→ DATA LINES:
━━━━━━━━━━━━━━━━

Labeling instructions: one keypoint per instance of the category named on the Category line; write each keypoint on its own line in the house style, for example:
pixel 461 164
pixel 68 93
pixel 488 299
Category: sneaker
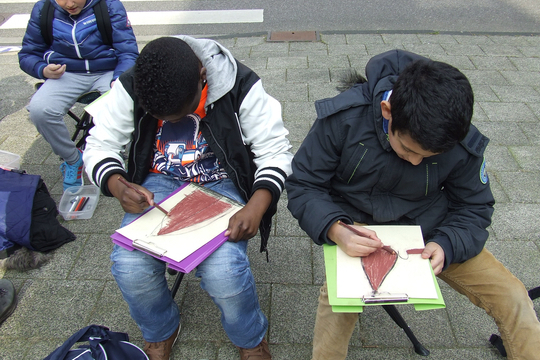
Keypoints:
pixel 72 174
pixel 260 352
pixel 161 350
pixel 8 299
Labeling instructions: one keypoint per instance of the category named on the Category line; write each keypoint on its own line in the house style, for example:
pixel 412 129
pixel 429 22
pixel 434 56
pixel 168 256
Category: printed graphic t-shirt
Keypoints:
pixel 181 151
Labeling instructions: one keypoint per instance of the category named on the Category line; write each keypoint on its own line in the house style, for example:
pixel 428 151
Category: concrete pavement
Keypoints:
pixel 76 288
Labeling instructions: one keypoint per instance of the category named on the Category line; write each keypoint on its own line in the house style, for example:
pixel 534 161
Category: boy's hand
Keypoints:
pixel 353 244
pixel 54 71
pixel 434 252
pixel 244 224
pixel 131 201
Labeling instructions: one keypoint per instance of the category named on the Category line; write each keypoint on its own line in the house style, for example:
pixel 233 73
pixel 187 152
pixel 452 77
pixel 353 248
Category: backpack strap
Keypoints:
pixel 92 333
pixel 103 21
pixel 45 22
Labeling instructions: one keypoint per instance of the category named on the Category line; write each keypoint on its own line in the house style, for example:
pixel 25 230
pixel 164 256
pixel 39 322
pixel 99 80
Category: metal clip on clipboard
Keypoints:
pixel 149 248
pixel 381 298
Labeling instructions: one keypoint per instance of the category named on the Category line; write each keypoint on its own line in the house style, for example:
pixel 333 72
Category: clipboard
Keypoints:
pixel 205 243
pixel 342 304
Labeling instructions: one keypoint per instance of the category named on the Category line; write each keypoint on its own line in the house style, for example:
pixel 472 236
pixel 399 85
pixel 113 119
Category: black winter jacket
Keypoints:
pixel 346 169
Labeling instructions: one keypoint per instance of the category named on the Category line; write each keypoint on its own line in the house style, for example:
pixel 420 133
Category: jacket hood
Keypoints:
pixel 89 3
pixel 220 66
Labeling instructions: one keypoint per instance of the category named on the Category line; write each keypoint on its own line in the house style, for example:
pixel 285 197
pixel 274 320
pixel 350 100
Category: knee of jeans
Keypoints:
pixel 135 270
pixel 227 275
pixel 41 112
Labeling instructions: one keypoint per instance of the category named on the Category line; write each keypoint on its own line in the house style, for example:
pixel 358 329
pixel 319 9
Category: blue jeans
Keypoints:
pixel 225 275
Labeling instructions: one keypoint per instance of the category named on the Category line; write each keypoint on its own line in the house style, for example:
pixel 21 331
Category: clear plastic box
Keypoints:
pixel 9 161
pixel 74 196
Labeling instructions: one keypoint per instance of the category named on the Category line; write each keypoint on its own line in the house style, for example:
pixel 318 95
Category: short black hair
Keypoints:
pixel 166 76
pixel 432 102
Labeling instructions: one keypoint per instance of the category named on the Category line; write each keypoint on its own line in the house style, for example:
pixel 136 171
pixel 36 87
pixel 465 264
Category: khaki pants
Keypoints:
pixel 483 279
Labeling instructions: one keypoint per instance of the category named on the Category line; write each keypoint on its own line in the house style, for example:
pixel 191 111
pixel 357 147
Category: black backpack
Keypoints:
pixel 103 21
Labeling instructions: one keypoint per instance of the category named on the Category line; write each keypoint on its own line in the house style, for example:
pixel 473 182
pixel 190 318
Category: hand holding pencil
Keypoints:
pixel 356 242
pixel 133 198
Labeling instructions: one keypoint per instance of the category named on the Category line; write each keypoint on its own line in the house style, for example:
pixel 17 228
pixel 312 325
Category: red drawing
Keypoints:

━━━━━━━━━━━━━━━━

→ PROMPT: In the lines from the start of the records through the line containing "pixel 8 299", change "sneaker" to "running shoe" and leave everything else as it is. Give only those lines, without the pictures.

→ SOLUTION FOR THIS PROBLEM:
Labeling instructions: one keypoint per instance of the category named on the Category line; write each keypoint on its own line in the house style, for example:
pixel 461 164
pixel 68 93
pixel 488 299
Category: running shoe
Keypoints:
pixel 72 174
pixel 260 352
pixel 161 350
pixel 8 299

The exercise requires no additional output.